I am trying to write a function that resamples names nested in groups. My function works for resampling without respect to groups, but I don't want to create samples of names that aren't in the same group.
Here's the function, where x is a vector of all names (some repeated), a is a vector of unique name observations, and b is a vector of unique names in randomized order.
rep <- function(x,a,b){
for(i in 1:length(a)){
x1 <- x
x1[which(x==a[i])] <- b[i]
}
x1
}
x <- c("Smith", "Jones", "Washington", "Miller", "Wells", "Smith", "Smith", "Miller")
a <- sort(unique(x))
b <- sample(a, length(a))
dat <- rep(x, a, b)
View(dat)
"Smith" "Jones" "Washington" "Miller" "Jones" "Smith" "Smith" "Miller"
However, each name is nested in a group, so I need to avoid creating samples of names that are not in the same group. For example:
x groupid
Smith A1
Jones B1
Washington C1
Miller A2
Wells B1
Smith A2
Smith A3
Miller A3
How can I account for that?
This would be easier to accomplish with the tidyverse packages:
library(tidyverse)
txt <- 'x groupid
Smith A1
Jones B1
Washington C1
Miller A2
Wells B1
Smith A2
Smith A3
Miller A3'
df <- read_table(file = txt)
set.seed(0)
df.new <- df %>%
group_by(groupid) %>%
mutate(
b = sample(unique(x), n(), replace = T)
) %>%
arrange(groupid)
x groupid b
<chr> <chr> <chr>
1 Smith A1 Smith
2 Miller A2 Miller
3 Smith A2 Smith
4 Smith A3 Smith
5 Miller A3 Miller
6 Jones B1 Wells
7 Wells B1 Jones
8 Washington C1 Washington

(Records pointing to objects in photos)
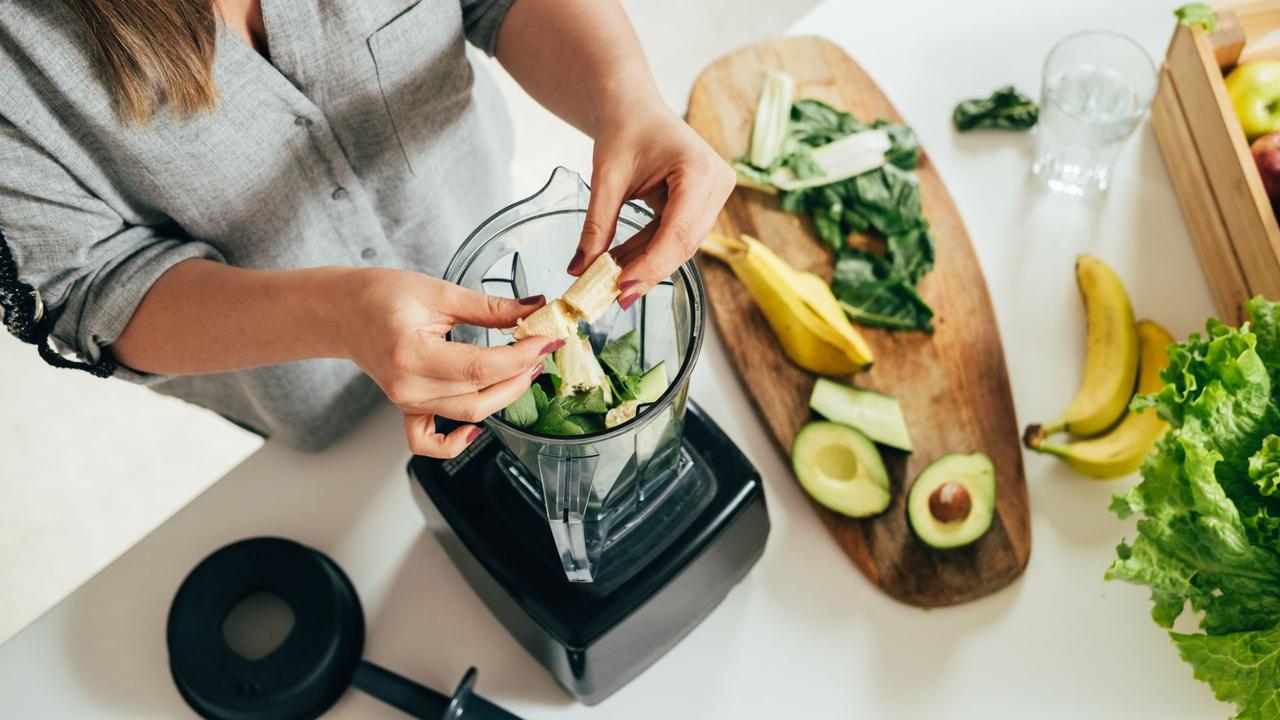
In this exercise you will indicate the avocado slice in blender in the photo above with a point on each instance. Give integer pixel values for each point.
(841, 469)
(877, 415)
(952, 500)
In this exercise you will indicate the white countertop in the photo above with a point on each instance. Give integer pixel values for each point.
(804, 634)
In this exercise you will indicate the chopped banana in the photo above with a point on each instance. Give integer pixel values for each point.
(595, 290)
(554, 319)
(580, 370)
(621, 414)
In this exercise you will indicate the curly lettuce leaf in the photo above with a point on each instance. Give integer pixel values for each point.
(1208, 534)
(1242, 668)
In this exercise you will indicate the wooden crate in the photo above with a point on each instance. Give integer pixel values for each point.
(1207, 155)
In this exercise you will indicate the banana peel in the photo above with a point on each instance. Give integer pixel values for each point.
(1121, 450)
(805, 317)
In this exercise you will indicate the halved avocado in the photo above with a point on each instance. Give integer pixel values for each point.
(952, 500)
(841, 469)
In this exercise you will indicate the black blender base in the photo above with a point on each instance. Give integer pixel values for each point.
(594, 643)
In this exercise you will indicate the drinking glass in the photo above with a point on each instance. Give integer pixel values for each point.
(1096, 86)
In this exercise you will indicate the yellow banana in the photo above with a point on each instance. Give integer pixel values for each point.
(808, 336)
(1121, 450)
(1110, 355)
(814, 292)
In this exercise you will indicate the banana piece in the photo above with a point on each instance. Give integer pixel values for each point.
(1121, 450)
(807, 336)
(595, 290)
(580, 370)
(816, 292)
(554, 319)
(586, 299)
(1111, 355)
(621, 414)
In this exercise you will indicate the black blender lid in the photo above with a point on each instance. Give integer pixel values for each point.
(319, 659)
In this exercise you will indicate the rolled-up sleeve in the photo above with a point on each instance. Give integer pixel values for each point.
(481, 19)
(90, 267)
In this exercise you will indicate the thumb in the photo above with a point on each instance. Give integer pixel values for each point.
(602, 218)
(474, 308)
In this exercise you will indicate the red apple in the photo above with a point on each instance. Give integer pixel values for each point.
(1266, 154)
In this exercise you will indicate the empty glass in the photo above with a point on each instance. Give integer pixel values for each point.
(595, 487)
(1096, 86)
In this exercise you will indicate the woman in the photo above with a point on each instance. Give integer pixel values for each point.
(245, 203)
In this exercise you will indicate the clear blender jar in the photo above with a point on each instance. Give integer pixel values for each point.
(593, 488)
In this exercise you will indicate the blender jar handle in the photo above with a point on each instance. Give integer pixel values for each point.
(567, 492)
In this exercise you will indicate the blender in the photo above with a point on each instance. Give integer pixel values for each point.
(598, 551)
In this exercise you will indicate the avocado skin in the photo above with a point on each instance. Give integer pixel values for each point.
(973, 472)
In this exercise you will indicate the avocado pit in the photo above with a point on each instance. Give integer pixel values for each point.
(950, 502)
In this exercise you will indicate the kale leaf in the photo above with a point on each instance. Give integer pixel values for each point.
(1005, 108)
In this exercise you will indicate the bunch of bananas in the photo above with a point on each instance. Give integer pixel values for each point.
(799, 306)
(1120, 356)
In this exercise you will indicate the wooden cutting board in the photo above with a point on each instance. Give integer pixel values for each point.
(952, 384)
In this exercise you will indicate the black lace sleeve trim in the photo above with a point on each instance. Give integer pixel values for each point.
(23, 314)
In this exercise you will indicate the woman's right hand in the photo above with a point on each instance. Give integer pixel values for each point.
(394, 332)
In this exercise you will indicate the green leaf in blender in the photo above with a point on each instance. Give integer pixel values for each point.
(1005, 108)
(585, 401)
(622, 355)
(1197, 14)
(556, 420)
(524, 411)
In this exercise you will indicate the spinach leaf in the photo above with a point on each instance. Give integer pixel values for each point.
(588, 401)
(856, 269)
(1197, 14)
(904, 145)
(912, 254)
(890, 199)
(524, 411)
(554, 420)
(885, 304)
(622, 355)
(1005, 108)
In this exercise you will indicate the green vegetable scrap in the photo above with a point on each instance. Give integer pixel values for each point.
(1197, 14)
(874, 288)
(1005, 108)
(579, 410)
(1210, 528)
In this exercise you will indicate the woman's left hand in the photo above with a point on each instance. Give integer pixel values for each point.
(652, 155)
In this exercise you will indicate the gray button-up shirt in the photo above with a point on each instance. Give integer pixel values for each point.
(369, 139)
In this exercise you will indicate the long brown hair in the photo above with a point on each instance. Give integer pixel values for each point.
(151, 50)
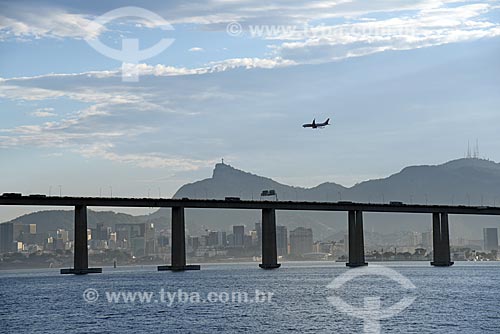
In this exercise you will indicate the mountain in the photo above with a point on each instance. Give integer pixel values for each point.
(462, 181)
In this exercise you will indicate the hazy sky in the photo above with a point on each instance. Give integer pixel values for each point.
(404, 82)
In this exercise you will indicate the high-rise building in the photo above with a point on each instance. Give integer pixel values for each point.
(6, 237)
(490, 239)
(301, 241)
(100, 232)
(427, 239)
(258, 229)
(239, 236)
(282, 240)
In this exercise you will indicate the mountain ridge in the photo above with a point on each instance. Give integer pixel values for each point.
(460, 181)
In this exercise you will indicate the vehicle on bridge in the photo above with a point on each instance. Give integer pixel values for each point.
(315, 125)
(12, 195)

→ **What you have to do**:
In the forum thread on resampling names within groups, which packages does the reply say would make the job easier?

→ **Result of this task**:
The tidyverse packages.